# [Task instructions]
Rewrite every line below, including the requests, and add 108 to each pixel coordinate in the answer points. Leave the pictures out.
Start Entries supplied
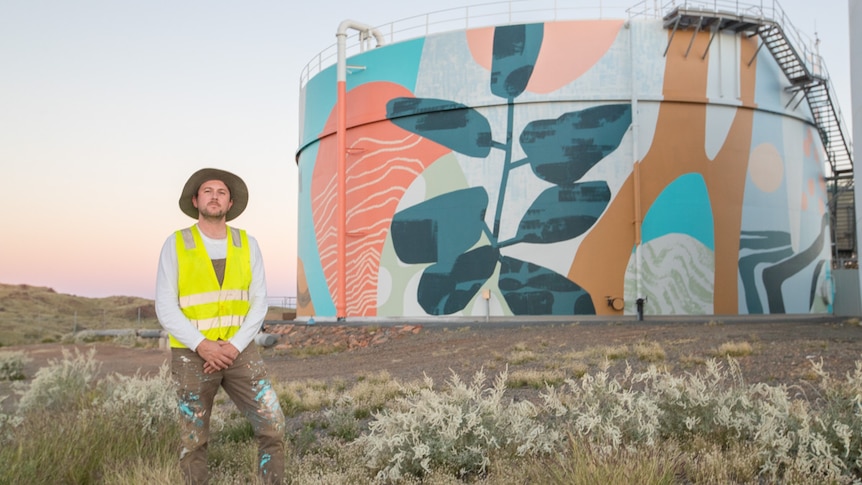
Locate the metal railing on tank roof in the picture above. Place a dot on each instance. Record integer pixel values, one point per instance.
(468, 17)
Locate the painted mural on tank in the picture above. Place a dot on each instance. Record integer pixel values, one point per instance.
(561, 168)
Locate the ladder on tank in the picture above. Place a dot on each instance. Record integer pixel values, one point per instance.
(813, 88)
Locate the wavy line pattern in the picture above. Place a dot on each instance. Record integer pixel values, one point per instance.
(379, 171)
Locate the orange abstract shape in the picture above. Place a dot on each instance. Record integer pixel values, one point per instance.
(382, 161)
(766, 167)
(568, 50)
(304, 302)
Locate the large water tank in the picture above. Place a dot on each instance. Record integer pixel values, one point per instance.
(566, 167)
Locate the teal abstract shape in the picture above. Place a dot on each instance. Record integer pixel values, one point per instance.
(438, 230)
(453, 125)
(515, 50)
(563, 213)
(444, 290)
(683, 207)
(530, 289)
(561, 151)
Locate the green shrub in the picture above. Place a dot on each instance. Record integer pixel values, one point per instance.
(12, 366)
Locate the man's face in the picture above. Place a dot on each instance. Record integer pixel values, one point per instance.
(213, 199)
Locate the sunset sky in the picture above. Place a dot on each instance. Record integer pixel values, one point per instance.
(106, 108)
End Entries supplied
# [Correct response]
Locate the metal railing on tank roof in the picture above. Place a dot on each instance. Record integer pixel values, one point per instance.
(576, 125)
Locate the painted mural on tank in the picture above. Place a dot on each instance. Record integer pixel values, one point per instance.
(669, 276)
Locate the ladder on tank in the picture above. Place a dot on each instance. Record integer pixel values, one point per instance.
(921, 196)
Locate the wavy line pattern in the picture above. Place a dot on each instance. Record integer pixel values, one point per instance.
(487, 279)
Locate the orange abstract shape in the picture above. Place a dot on each instance. Record integer pixel values, one point per instance.
(490, 269)
(874, 275)
(676, 158)
(412, 410)
Locate the large water tank in the picture above. Place a dot on each instance. Record integer pixel values, one point per instance.
(674, 275)
Locate the teal abstract shape in the picture above. Place a dot on each instance. Record integer pixel values, one point per instance.
(546, 338)
(561, 233)
(623, 158)
(671, 321)
(552, 398)
(791, 315)
(638, 397)
(669, 259)
Locate the green shrub in the picture above. Place a dot on each instance. Record integer pixel values, one point per instance.
(120, 474)
Locate the man's face in the picture above. Place a dot on each instance. Record integer pixel values, one point per instance.
(321, 307)
Locate the sunset sky in the picture above. Place a dot on each instance. Record integer pixel values, one point per instance.
(214, 216)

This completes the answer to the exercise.